Location identification entries
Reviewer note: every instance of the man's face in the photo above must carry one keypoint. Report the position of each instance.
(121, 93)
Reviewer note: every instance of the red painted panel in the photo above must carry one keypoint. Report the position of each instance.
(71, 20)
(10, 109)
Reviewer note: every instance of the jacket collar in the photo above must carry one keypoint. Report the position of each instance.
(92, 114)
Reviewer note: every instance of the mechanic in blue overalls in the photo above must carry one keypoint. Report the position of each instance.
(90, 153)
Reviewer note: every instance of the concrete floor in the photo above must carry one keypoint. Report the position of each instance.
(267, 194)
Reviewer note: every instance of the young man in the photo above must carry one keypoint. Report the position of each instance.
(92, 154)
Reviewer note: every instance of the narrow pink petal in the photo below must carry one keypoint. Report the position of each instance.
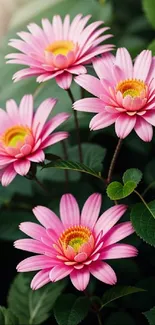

▶ _Requirement_:
Give every line of the items above as a numbered list, omitting blank lines and leaving the pictures out.

▶ _Exercise output_:
1. Reviewer note: every instance of the man's face in the photo above must carry one keypoint. Report the position of each instance.
2. (121, 93)
3. Reviewer note: every instance of the red painted panel in the photo above must carry one keypoint. Report the position of each instance.
4. (71, 20)
5. (10, 109)
6. Reviewer note: every instance of the jacket collar in the photo above must carry one keypoint. Report the position of each instance.
7. (92, 114)
8. Reviewer note: every instance of the mechanic in blue overalls in the photo above must carry one keypoint. Report the position of each instance.
9. (90, 153)
10. Reviewer note: every instance of the concrete floor in the photo above must carry one keypoint. Report the position of each instance.
11. (267, 194)
12. Reviewer note: every instance of the young man in the photo above must carry one keypoint. Report the position of each instance.
13. (92, 154)
14. Reviewer note: every instance of the narrow pink petal in the photo below must carry one keypoint. Report the position of each instance.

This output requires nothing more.